— START Document extract —

In implementation, it's not practical to compute factorials during such
p-values computation since the number can be very big, which may cause
overflow and huge time cost. However, if we look into the equation, it can
be transformed like below:
choose(x, y) = (x!*(y-x)!)/y! = x!/(y*(y-1)*(y-2)*...*(y-x+1)) =
(x/y)*((x-1)/(y-1))*((x-2)/(y-2))*...*((1)/(y-x+1))
Such computation is easy to implement, it is fairly fast, and it prevents
the overflow problem since the value is always between 0 to 1 during the
computation. But there are still some fundamental drawbacks inherited from
hypergeometric distribution method that can't be get rid of:
- The choice of threshold affects result tremendously, and there is no gold
standard for the threshold. It means we have to change the threshold again
and again, then check the all the outputs to see which threshold give us
more interesting result. However, even we get an extremely interesting
output from a certain threshold, we cannot say it is the best threshold,
since it may have exaggerated the relation between data.

— END Document extract —

▸ Exercise task A:
Retype the stretch of the passage on p-value computation from "In implementation, it's" through "(x/y)*((x-1)/(y-1))*((x-2)/(y-2))*...*((1)/(y-x+1))".
▸ Exercise task B:
Pull out every line of the entries that contains the string "collar".
The entries that follow have no connection to the passage on p-value computation.

— START Material shown —

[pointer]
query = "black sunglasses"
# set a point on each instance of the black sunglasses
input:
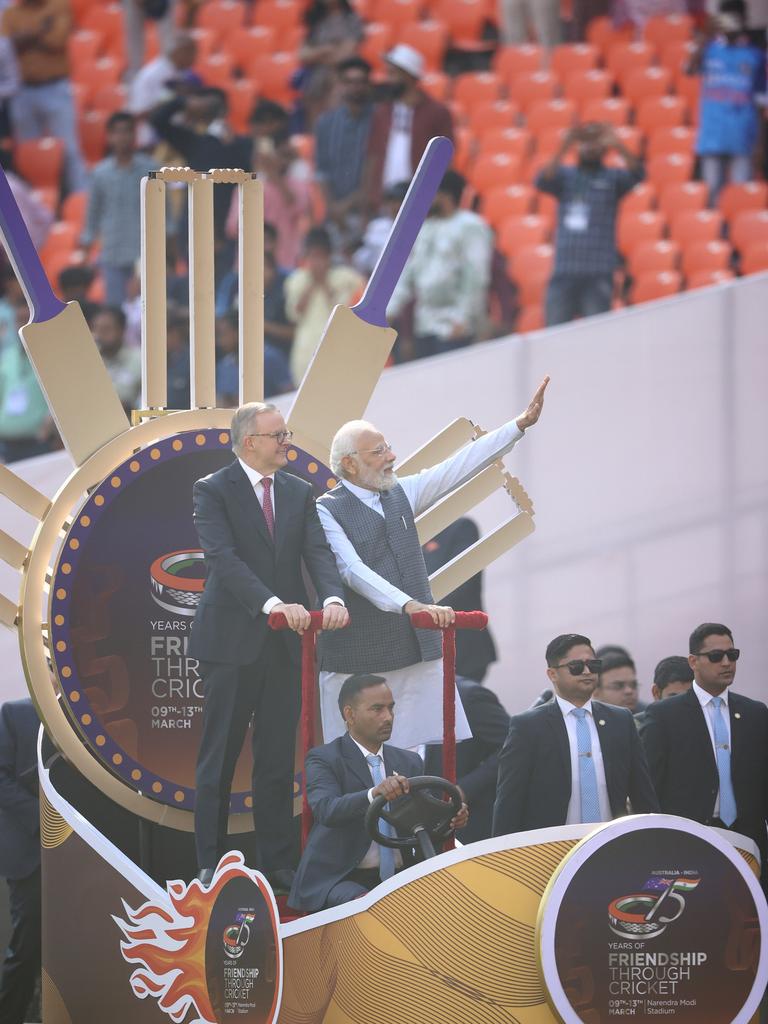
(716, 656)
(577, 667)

— END Material shown —
— START Material shown —

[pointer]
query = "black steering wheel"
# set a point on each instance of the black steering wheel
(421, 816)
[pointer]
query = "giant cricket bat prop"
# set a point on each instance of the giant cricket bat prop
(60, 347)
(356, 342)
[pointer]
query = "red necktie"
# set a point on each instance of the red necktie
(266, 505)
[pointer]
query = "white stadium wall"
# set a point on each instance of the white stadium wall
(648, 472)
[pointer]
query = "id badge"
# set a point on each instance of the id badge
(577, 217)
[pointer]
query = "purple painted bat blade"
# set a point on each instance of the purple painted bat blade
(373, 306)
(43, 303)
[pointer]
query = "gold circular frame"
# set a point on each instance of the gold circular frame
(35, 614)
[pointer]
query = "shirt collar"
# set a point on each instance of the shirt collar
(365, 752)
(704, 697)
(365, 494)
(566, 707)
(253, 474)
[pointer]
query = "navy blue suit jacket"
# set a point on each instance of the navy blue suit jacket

— END Material shown —

▸ Exercise result A:
In implementation, it's not practical to compute factorials during such
p-values computation since the number can be very big, which may cause
overflow and huge time cost. However, if we look into the equation, it can
be transformed like below:
choose(x, y) = (x!*(y-x)!)/y! = x!/(y*(y-1)*(y-2)*...*(y-x+1)) =
(x/y)*((x-1)/(y-1))*((x-2)/(y-2))*...*((1)/(y-x+1))

▸ Exercise result B:
query = "shirt collar"
# set a point on each instance of the shirt collar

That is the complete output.